> A fazer:
(a) Reproduza o trecho do texto sobre alavancagem bancária que começa nas palavras "O banco pode" e termina após "oferta está descendente.", trocando "amortizando" por "quitando".
(b) Escreva a continuação do texto sobre alavancagem bancária e operações repo, começando logo após a última frase apresentada.

> Trecho de origem:
------------
O mecanismo funciona ao contrário também. Suponha que o preço dos títulos sofra um choque, de forma que o valor dos títulos caia para 109 agora. Do lado do passivo, o ônus do ajuste recai sobre o patrimônio, já que o valor da dívida permanece aproximadamente constante.


Mas com títulos a 109, patrimônio a 10 e dívida a 99, a alavancagem está agora muito alta: 109/10 = 10.9

O banco pode ajustar sua alavancagem vendendo títulos no valor de 9, e amortizando 9 de sua dívida. Assim, uma queda no preço dos títulos leva a uma venda de títulos: a curva da oferta está descendente.

Um mecanismo importante por meio do qual os bancos de investimento podiam reagir a aumentos nos preços de ativos era tomar empréstimos no mercado de "acordo de recompra" – ou "repo". Tipicamente, o banco de investimentos quer comprar um título, mas precisa tomar fundos emprestados para fazê-lo. Na data de liquidação, o banco recebe o título, e então usa-o como garantia para o empréstimo necessário para pagar por ele. Ao mesmo tempo, ele promete ao credor que vai recomprar o título numa determinada data futura. Dessa forma, o banco pagará o empréstimo e receberá o título. Mas tipicamente os fundos para recomprar o título do credor são adquiridos mediante a venda do título para outra pessoa. Assim, no dia da liquidação, o credor original do banco de investimento é pago e entrega o título, que é imediatamente repassado ao novo comprador em troca de dinheiro. Esse tipo de operação de financiamento repo pressupõe uma alta nos preços dos ativos. Foi responsável por um aumento de 43% na alavancagem entre bancos de Wall Street, segundo o mesmo relatório do FED de Nova York. Os repos também foram a maior forma de dívida nos balanços dos bancos de investimento em 2007-2008 (Adrian & Song Shin, 2008).
------------
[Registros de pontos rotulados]
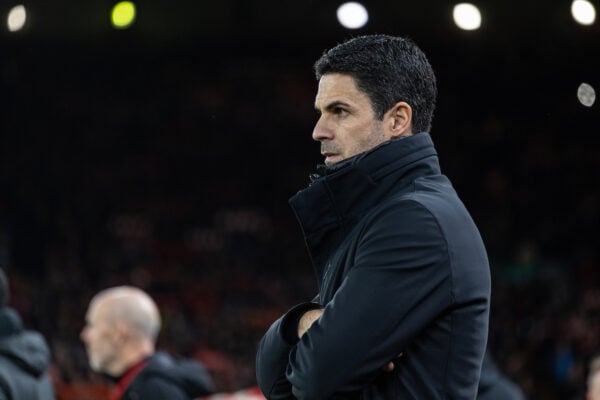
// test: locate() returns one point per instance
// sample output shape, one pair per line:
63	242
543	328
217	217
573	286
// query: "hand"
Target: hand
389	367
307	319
------------
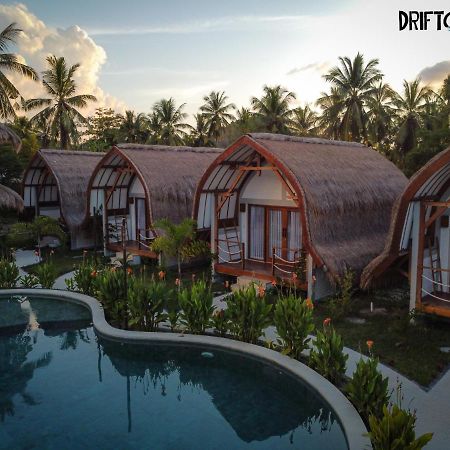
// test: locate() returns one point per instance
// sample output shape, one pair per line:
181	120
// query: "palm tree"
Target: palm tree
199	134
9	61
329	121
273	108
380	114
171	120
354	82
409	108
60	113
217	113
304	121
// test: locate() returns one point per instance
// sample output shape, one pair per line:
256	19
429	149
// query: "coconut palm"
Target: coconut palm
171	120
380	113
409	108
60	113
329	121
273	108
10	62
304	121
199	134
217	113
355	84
------------
> Respostas em ordem:
(a)
O banco pode ajustar sua alavancagem vendendo títulos no valor de 9, e quitando 9 de sua dívida. Assim, uma queda no preço dos títulos leva a uma venda de títulos: a curva da oferta está descendente.

(b)
Surge a questão de por que os bancos de Wall Street (seguidos de outros) estenderam seus empréstimos ao limite da alavancagem de forma tão sistemática. Uma explicação é a de que eles o faziam de acordo com os desejos de seus acionistas (uma vez que haviam se transformado em companhias de sociedade limitada). O capitalismo do "valor para o acionista" supostamente exige que a proporção de ativos em relação ao capital seja maximizada. O superávit de capital reduz o retorno do patrimônio acionário e puxa para baixo os rendimentos por ação.11 Mas também há outra possível explicação para tomar empréstimos até o limite da alavancagem: a briga pela participação no mercado e pelo maior poder de precificação em atividades de negociação. Se você é um arbitrador especulativo ou um inflador de bolhas de ativos, a escala operacional financeira é essencial para mover mercados, por meio da alteração dos preços na direção para a qual você quer que eles sigam. Ao avaliar qual dessas pressões – o poder dos acionistas ou o poder de estabelecer preços – deu impulso ao processo, é preciso observar quão prontos estavam os executivos do Tesouro, do FED e de Wall Street para pisotear os interesses dos acionistas durante a crise do crédito, mas quão resolutamente tentaram proteger os níveis de alavancagem dos maiores bancos de investimento durante a bolha. De tudo o que se sabe, a guinada do Citigroup na direção da expansão de seu balanço e de sua alavancagem até o máximo possível para atividades de investimento derivou não da pressão de seus acionistas, mas da chegada de Robert Rubin (2008), após seu período como secretário do Tesouro americano.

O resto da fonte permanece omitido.